#### [Task details]
Below are the entries; output exactly the lines from the one containing "The component shall return one point per instance of the silver" through the final line, inclusive.

——————————

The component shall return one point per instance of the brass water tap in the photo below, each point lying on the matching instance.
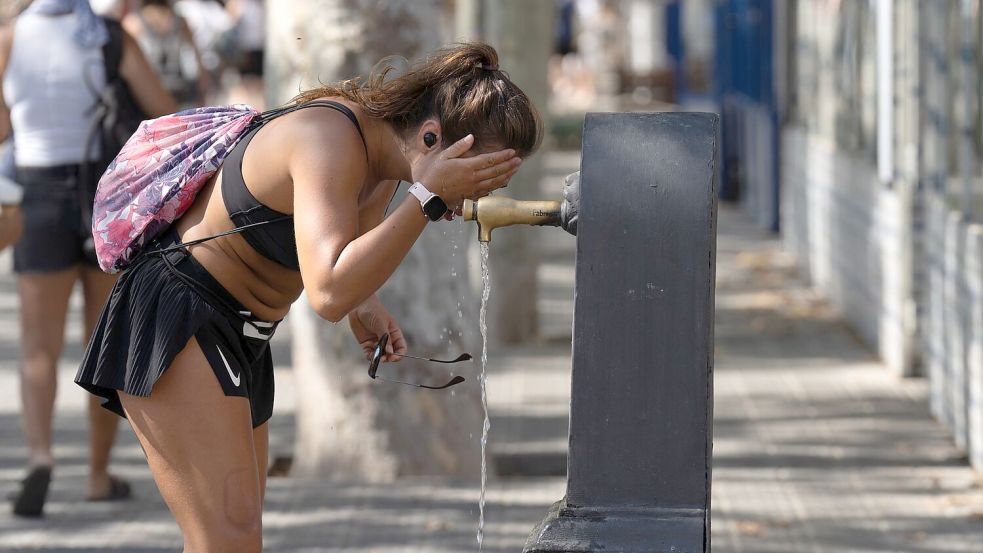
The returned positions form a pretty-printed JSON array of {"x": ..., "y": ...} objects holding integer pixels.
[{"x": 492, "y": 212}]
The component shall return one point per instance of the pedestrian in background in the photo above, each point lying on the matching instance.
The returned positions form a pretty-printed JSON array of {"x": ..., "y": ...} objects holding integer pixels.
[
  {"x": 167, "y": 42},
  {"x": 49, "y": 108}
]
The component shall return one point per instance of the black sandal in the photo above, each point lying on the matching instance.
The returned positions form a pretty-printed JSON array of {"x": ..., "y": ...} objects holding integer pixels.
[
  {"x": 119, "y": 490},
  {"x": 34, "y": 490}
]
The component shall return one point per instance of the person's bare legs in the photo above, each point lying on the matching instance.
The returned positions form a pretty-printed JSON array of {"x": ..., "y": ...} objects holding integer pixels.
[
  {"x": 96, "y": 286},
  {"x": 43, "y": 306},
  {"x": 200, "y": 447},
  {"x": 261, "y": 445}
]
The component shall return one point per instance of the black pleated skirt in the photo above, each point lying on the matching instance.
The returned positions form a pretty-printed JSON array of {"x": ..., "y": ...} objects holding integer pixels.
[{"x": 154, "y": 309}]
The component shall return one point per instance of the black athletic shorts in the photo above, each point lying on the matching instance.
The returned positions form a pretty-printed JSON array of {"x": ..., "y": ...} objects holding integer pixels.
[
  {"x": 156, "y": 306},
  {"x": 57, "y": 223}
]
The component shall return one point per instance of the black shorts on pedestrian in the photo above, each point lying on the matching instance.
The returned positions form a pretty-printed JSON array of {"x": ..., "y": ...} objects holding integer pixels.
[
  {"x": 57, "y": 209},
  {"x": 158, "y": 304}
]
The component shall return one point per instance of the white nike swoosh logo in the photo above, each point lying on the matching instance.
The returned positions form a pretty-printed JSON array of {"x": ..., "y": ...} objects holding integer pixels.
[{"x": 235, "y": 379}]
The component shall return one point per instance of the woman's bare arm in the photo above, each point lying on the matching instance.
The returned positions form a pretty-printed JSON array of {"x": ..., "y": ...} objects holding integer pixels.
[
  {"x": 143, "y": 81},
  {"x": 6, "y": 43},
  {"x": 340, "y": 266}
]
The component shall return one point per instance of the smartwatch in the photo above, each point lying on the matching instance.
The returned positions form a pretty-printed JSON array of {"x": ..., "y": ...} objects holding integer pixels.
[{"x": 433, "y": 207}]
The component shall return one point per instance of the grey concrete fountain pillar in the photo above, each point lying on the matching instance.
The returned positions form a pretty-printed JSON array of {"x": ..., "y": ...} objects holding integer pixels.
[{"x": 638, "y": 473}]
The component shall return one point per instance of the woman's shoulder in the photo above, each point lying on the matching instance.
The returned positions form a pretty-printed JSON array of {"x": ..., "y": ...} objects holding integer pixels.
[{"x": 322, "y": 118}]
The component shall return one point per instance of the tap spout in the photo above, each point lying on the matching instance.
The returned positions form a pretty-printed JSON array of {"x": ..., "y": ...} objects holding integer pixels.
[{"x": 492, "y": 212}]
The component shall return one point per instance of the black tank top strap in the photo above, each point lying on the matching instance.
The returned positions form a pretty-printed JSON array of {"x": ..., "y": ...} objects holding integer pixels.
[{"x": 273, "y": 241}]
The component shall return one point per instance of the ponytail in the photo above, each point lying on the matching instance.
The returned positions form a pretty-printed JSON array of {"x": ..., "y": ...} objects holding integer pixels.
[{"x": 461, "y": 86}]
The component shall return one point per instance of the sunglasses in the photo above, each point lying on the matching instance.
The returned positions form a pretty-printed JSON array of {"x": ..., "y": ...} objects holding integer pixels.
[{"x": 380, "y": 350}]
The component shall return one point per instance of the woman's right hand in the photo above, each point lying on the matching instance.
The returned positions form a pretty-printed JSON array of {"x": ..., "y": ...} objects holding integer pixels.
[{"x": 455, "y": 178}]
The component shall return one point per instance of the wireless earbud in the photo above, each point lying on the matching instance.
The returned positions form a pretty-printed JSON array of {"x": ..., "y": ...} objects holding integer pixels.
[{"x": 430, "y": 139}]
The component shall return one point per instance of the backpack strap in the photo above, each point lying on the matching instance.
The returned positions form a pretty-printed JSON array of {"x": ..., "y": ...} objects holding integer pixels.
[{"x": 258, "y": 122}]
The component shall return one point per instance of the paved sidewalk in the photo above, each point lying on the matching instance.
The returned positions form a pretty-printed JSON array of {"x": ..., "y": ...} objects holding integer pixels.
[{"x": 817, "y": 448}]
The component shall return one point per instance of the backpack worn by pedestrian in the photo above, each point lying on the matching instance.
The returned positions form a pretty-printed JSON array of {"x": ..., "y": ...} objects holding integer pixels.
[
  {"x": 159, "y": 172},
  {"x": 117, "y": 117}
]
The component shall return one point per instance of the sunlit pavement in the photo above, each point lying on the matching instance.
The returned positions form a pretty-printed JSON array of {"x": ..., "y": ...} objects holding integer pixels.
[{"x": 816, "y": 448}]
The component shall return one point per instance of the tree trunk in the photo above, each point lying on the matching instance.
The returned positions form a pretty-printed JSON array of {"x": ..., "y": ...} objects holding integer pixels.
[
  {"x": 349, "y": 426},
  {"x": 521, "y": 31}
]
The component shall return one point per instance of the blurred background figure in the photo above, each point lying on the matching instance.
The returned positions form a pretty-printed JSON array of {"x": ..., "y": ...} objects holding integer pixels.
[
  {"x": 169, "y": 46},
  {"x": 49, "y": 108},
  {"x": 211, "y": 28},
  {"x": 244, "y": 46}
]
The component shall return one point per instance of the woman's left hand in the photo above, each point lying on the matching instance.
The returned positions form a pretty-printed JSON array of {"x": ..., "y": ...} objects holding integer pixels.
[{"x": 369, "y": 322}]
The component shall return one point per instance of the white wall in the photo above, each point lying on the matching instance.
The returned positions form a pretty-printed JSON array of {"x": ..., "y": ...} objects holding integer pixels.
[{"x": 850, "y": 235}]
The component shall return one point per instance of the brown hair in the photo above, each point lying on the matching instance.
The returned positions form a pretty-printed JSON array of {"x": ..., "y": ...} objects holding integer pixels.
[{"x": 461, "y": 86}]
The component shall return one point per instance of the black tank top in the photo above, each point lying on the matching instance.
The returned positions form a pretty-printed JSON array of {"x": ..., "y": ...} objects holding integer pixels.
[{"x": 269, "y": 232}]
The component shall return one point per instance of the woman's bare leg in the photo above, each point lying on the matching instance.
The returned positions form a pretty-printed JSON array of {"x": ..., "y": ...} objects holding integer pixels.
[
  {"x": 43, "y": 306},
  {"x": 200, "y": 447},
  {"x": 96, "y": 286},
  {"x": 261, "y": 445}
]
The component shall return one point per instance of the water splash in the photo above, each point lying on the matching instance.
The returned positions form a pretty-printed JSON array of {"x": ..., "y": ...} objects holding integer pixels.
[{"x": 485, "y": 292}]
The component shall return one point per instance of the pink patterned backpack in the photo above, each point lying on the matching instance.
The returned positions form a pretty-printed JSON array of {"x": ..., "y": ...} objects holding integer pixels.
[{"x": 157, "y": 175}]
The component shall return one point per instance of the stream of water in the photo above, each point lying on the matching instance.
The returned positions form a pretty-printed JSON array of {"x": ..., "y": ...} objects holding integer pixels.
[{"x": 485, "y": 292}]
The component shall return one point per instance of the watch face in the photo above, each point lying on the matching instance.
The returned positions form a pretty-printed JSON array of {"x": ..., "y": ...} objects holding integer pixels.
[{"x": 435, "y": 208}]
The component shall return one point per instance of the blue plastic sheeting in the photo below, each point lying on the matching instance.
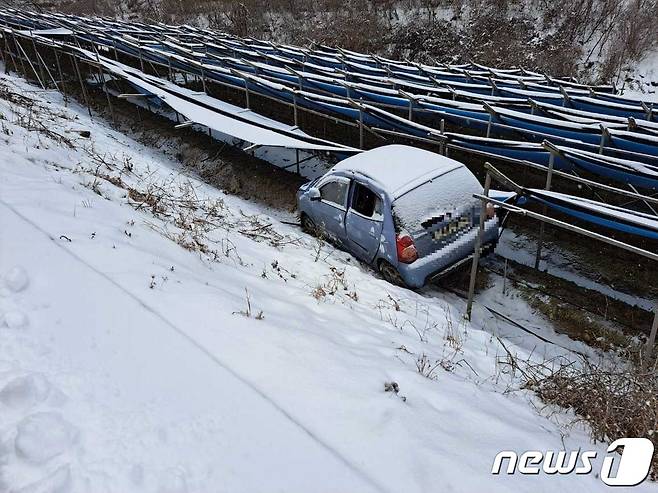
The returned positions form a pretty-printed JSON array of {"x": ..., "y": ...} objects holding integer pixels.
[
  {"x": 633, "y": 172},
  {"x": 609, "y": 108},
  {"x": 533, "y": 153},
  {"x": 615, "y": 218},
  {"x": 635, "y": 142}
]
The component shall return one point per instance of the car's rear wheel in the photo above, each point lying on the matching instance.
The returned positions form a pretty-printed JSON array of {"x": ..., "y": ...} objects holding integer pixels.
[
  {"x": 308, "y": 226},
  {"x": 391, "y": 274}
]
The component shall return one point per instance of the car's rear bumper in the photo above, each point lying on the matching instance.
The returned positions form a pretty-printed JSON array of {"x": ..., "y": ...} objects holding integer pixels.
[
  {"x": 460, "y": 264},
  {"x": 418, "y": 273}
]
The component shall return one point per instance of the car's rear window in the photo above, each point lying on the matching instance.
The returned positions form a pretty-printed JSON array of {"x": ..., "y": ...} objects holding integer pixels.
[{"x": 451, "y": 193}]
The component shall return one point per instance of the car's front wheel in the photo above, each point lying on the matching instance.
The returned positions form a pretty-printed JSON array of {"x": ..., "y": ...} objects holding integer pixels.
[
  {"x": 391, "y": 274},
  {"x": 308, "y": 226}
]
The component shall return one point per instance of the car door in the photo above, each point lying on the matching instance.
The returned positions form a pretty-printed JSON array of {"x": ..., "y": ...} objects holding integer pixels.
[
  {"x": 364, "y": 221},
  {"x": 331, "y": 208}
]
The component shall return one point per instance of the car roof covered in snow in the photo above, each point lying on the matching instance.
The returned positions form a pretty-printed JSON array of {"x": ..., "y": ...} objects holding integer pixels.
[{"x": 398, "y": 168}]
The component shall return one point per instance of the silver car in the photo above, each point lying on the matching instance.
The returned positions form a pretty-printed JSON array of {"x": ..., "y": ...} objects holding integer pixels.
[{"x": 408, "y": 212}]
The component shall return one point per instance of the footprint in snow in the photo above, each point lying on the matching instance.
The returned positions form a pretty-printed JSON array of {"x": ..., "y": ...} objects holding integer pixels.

——————————

#### [Output for this exercise]
The component shall return one point per instance of the silver car in the photo above, each point lying on the matching instance.
The returned positions form a pretty-printed JSON array of {"x": ..., "y": ...} objects holding integer pixels.
[{"x": 408, "y": 212}]
The component shall return one point per instance of the footprint in snow in the photo above, each point lying on the matching instance.
The returned positions form a pretty-printed JSON array of {"x": ..., "y": ...} objects holding integer pixels.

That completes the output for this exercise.